Input rows:
↓↓↓

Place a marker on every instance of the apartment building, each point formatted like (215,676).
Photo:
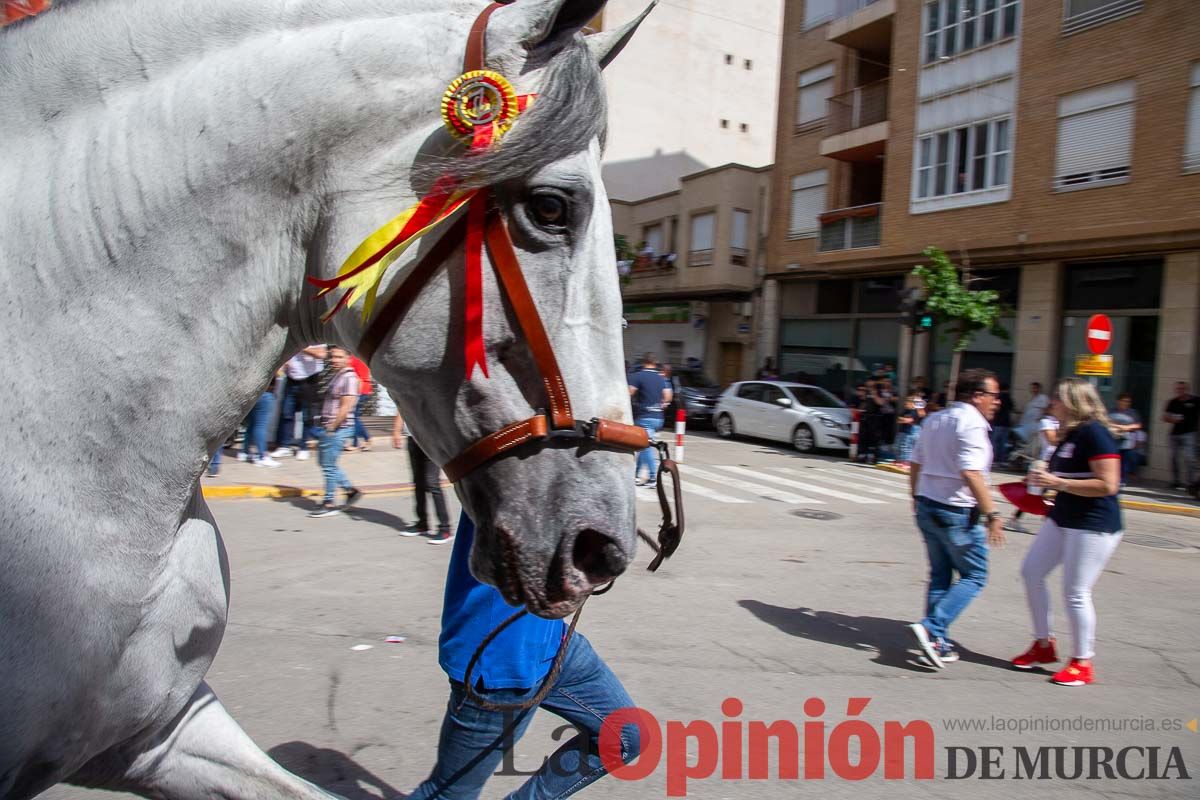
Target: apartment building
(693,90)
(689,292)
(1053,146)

↑↑↑
↓↓↓

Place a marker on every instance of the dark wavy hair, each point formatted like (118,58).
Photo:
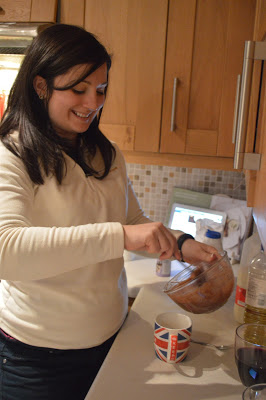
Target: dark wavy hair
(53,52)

↑↑↑
↓↓↓

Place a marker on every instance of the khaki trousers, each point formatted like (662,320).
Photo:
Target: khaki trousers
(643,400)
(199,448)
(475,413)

↑↑↑

Pull out each line of the records above that contains the string "hair". Treat uppercase and lowercase letters as distinct when matching.

Correct result:
Place a marker on every instance of the dark wavy hair, each point formatted like (118,58).
Target: dark wavy hair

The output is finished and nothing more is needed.